**Set task 1:** In the Ruby timeout post, rename "interrupt queue" to "pending-interrupt list" throughout everything from "The post is" down to "stdlib won't work.", and give that stretch back.
**Set task 2:**
Answer these from the Ruby timeout post:
(a) On what port does the example's TCPServer listen?
(b) Which Ruby version is used in the code examples?
(c) In which external shared library does Typhoeus get stuck?
**Set task 3:** Pick up the Ruby timeout post after its last sentence and keep writing it.
#### Text
1. TLDR
  2. Introduction
  3. Basics
  4. Implementation
  5. Looking into the Source
  6. Timeout Prerequisites
  7. Working Examples
  8. The Typhoeus Case
  9. Conclusion

0. TLDR

The post is pretty long so I’m gonna summarize the main points:

  • Timing out a code involves creating a separate thread that halts long CPU tasks + blocked IO via an "interrupt queue" and an optional "unblock function". These things are handled for you if you use standard ruby API directly

  • If you roll out a C extension and you don't use the interrupt primitives, Ruby's Timeout stdlib won't work.

  • Typheous didnt work with Timeout because even though the FFI interface is setup to handle the "interrupt queue" checking and "unblock function" setup, the program gets stuck at an external shared library (libcurl) and doesn't go back to the ruby C API level. And by not going back to the ruby C code that's setup up to check the "interrupt queue", timeout doesn't succeed.

  • For cases like Typhoeus, it's better to just use library's own internal timeout mechanism instead of using Timeout stdlib

1. Introduction

Ruby’s Timeout stdlib is pretty handy for simple use cases when you want to set a time-limit to a method call. However, I recently discovered that it’s not guaranteed to work all the time. No, it’s not the same timeout problem we were having in Ruby 1.8, where the green threads were not properly scheduled and SystemTimer was introduced. We’ve already moved on to native OS threads since 1.9. Let’s look at the following example.

require 'socket'
require 'typhoeus'

server = TCPServer.new 2000

Timeout.timeout(3) { Typhoeus.get("http://localhost:2000") }

This code hangs indefinitely instead of raising Timeout::Error after 3 seconds. To understand why it doesnt work for this case, we’re gonna understand why it works for other cases by digging into MRI internals of timeout. The ruby version used in code examples below would be ruby-2.1.0-r39908. Note that other ruby implementations such as JRuby, Rubinius have their own timeout implementations, and I’m only covering MRI here. But before we jump into it, let’s do a quick overview of how CRuby’s Timeout works in high level.

2. Basics

Here’s the basic idea behind timeout: while the code you wrapped inside timeout is running, a second thread is created that sleeps for amount of time you specfied. If the timeout is reached before your code finishes, second thread wakes up and it’ll tell the main thread to stop whatever it’s doing. If your code finishes before the second thread wakes up, the second thread is killed as its function to timeout is no longer needed and your code resumes as if nothing happened.

3. Implementation

So the question is, how does one thread stop another thread’s task? The short answer is Thread#raise

The longer answer is that Thread#raise first adds an exception to the interrupt queue of the target thread. Then at some point in the time, the target thread will check this interrupt queue. When it sees that there’s an exception, it will raise it. By doing so, the thread doesn’t complete its previous operation and thus the timeout is respected.
########
#### Records
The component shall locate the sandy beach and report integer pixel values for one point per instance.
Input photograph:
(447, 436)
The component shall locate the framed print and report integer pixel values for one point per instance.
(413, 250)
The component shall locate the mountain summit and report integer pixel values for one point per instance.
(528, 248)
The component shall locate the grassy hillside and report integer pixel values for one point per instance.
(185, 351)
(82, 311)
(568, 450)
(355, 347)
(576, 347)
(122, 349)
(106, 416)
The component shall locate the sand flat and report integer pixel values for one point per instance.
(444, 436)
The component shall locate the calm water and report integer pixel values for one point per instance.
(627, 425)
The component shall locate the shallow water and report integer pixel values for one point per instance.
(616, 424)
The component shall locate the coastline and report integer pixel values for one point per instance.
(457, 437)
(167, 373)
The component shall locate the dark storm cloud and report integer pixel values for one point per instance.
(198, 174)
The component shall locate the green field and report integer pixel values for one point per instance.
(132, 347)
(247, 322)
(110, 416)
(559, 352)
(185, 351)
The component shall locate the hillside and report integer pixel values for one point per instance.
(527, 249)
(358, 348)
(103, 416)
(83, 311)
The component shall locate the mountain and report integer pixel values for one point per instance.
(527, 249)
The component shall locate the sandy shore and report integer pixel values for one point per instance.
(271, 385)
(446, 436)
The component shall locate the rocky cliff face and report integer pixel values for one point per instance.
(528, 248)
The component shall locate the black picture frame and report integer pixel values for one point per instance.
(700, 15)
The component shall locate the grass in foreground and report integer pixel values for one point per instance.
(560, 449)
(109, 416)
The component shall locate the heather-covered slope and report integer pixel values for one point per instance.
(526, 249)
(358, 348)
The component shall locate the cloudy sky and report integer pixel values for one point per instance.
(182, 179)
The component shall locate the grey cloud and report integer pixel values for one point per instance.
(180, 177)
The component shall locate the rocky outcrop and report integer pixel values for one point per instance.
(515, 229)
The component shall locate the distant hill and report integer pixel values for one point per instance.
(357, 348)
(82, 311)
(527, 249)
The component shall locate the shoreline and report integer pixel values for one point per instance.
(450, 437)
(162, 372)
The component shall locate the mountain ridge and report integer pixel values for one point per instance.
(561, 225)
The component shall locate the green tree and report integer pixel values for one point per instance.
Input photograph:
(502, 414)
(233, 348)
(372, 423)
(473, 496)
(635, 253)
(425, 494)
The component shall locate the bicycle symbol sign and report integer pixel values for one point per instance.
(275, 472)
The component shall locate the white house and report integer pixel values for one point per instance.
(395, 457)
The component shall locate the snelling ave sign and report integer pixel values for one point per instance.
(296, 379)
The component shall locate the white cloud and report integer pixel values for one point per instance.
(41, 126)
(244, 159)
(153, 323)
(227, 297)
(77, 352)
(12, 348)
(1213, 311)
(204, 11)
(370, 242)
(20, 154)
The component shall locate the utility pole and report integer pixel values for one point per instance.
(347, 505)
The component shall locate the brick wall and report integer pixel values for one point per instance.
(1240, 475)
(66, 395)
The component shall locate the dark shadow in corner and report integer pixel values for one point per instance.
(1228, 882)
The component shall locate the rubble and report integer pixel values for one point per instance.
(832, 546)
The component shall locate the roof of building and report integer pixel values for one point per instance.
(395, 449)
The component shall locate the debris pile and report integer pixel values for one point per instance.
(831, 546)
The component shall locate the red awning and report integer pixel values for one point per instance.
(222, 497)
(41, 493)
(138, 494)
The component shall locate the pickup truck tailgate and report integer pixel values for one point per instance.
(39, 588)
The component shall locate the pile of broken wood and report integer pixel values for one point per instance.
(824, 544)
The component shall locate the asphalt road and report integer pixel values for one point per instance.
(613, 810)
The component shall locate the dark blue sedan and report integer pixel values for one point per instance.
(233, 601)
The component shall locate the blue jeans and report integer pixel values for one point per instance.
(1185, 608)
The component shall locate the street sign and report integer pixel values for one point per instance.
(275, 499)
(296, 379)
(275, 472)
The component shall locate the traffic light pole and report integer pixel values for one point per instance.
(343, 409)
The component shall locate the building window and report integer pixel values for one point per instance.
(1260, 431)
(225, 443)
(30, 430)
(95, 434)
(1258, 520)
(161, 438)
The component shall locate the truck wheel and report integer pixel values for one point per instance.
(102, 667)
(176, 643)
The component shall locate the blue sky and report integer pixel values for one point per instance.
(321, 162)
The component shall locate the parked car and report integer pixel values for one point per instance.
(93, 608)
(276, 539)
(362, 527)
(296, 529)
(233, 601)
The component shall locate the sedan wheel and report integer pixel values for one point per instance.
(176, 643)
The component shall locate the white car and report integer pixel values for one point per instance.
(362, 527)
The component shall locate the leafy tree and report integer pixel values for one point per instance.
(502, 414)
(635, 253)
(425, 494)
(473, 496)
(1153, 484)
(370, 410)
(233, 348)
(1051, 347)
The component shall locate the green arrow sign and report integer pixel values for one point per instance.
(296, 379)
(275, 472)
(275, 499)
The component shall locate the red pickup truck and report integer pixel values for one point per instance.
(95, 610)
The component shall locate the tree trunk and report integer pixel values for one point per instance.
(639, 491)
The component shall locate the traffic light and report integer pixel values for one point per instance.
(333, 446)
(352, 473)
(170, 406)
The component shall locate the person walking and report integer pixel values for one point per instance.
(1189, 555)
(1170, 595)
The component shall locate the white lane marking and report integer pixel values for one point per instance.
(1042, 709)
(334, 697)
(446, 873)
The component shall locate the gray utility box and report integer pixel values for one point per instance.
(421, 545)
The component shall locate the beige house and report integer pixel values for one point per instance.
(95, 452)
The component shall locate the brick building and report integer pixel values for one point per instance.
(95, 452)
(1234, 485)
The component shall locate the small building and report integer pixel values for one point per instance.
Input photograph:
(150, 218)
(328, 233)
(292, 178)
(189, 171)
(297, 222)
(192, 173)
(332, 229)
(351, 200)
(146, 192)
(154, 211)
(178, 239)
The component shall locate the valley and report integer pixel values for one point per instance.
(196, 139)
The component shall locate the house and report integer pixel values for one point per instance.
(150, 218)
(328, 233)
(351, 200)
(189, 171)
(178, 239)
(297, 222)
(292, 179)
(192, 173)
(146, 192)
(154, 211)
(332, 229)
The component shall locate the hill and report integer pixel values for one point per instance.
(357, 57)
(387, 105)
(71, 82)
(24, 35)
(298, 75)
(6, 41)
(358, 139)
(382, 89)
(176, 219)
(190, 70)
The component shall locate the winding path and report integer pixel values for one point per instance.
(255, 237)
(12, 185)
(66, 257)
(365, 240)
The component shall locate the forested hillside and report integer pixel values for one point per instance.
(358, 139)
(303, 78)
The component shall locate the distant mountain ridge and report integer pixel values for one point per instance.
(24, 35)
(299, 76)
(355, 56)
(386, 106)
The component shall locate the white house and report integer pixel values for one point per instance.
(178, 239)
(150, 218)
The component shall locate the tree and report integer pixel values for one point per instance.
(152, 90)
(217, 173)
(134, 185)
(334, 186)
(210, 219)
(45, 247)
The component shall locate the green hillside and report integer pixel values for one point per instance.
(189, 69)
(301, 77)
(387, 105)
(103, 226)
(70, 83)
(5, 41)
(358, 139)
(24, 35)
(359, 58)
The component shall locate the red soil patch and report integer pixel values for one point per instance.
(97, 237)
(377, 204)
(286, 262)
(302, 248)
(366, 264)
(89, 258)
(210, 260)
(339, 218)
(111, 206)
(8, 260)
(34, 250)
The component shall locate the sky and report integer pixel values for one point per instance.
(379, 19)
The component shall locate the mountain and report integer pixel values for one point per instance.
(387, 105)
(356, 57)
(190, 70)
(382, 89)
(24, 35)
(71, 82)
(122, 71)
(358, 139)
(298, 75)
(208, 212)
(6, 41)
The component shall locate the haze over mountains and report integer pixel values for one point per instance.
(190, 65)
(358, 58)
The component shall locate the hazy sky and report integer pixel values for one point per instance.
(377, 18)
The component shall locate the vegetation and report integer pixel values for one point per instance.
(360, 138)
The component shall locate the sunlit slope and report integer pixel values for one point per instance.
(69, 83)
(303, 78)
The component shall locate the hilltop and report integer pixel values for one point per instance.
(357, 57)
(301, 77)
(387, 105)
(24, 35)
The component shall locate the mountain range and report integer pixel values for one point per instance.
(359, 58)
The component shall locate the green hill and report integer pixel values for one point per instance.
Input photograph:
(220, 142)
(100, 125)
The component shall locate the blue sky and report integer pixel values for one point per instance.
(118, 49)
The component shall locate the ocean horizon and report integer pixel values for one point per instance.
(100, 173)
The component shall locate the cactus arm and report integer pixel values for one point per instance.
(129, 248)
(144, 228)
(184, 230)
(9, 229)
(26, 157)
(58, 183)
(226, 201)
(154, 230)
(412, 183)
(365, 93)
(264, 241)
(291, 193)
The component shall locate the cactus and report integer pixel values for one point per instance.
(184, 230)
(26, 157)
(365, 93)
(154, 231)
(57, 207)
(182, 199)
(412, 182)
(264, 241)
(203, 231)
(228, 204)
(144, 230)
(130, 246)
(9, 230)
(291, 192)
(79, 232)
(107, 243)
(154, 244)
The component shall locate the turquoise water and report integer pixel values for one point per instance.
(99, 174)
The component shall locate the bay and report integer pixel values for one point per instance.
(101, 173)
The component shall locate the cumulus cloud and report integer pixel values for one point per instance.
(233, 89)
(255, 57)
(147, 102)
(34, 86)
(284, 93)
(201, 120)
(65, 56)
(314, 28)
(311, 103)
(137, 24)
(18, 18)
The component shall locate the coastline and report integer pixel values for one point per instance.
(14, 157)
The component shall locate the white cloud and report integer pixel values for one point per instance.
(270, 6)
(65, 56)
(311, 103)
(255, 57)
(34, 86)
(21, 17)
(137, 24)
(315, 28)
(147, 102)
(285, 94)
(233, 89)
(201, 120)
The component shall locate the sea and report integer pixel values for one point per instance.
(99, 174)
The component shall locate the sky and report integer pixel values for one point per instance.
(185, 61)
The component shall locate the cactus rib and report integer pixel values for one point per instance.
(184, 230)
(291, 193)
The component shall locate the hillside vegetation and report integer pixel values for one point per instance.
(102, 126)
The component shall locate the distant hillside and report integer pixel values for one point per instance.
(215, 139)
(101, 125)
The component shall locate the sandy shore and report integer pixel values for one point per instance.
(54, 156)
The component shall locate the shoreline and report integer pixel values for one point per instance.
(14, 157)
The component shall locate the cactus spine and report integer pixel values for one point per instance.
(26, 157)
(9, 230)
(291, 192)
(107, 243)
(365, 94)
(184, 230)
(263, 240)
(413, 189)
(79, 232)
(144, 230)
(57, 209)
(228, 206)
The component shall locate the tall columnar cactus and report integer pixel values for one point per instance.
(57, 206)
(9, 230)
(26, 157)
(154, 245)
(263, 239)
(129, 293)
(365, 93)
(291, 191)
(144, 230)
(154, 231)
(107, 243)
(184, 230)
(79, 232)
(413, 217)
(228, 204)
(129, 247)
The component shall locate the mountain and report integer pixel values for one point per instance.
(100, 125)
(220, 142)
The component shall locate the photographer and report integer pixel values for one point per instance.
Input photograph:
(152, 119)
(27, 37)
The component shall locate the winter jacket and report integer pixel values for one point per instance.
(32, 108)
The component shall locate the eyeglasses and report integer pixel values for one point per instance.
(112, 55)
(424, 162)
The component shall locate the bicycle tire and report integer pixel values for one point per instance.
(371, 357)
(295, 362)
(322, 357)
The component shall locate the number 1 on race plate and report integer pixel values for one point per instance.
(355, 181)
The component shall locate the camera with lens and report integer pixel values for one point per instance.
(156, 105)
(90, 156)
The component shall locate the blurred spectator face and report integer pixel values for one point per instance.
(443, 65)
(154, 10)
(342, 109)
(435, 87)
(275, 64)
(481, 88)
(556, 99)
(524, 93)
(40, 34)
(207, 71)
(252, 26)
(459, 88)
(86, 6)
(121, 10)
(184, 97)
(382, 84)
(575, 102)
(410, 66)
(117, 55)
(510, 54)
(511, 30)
########
**Exercise result 1:**
The post is pretty long so I’m gonna summarize the main points:

  • Timing out a code involves creating a separate thread that halts long CPU tasks + blocked IO via an "pending-interrupt list" and an optional "unblock function". These things are handled for you if you use standard ruby API directly

  • If you roll out a C extension and you don't use the interrupt primitives, Ruby's Timeout stdlib won't work.

**Exercise result 2:**
(a) 2000
(b) ruby-2.1.0-r39908
(c) libcurl

**Exercise result 3:**
So essentially, any task inside Timeout::timeout needs to check the interrupt queue periodically so that it’ll know when to stop doing its current instruction. It’s trivial to check this queue when a task is performing a long running CPU task as it can just call a function in between function calls. But when a task is blocked on IO or wait, then it becomes trickier. We shall see in a moment on how this is handled.

To make things clearer, let’s look at the diagram below:

Thread#raise diagram

Using our example in the beginning, the Main thread is the one performing the Typhoeus method call, which is labelled as “long task”. Before it performs its task, Main thread will need to register an “unblock function” if it’s doing a blocking IO/wait operation. Timeout::timeout creates a second thread which sleeps for N seconds, and once it wakes up, it calls Thread#raise. This method actually does two things: “queue interrupt”, which adds exception to interrupt queue and “call unblock function”, which calls the unblock function that the Main thread registered if it did setup one. This will unblock the Main thread if it is blocked.

Now if we go back and look at Main thread column, we see that all it needs to do is make sure to check the “interrupt queue” periodically so that it can raise an exception when added by another thread. And if the main thread is blocked, the “unblock function” called by second thread will unblock it, enabling it to check the queue.

4. Looking into the Source

To verify that what we have modeled so far in the diagram above is correct, we can look at the source.

Starting with Thread#raise, we can see that the relevant c function is thread_raise_m. If we inline the functions and only include the most relevant parts, we see that the code below aligns with our Thread#raise explanation.

static VALUE
thread_raise_m(int argc, VALUE *argv, VALUE self)
{
    exc = rb_make_exception(argc, argv);            // initialize exception
    rb_ary_push(th->pending_interrupt_queue, exc);  // add exception to "interrupt queue"
    RUBY_VM_SET_INTERRUPT(th);                      // set the "interrupt_flag" to indicate interrupt happened
    (th->unblock.func)(th->unblock.arg);            // call an unblocking function to unblock a blocked method

    return Qnil;
}

And for handling Thread#raise, let’s look at the ruby sleep example, a blocking wait call. The code below listing native_sleep and sleep_forever (simplified to include only relevant parts), shows why ruby’s sleep works with Timeout.

static void
native_sleep(rb_thread_t *th, struct timeval *timeout_tv)
{
    th->unblock.func = ubf_pthread_cond_signal;      // registers the unblock function
    native_cond_wait(cond, lock);                    // blocking function call

}


static void
sleep_forever(rb_thread_t *th, int deadlockable, int spurious_check)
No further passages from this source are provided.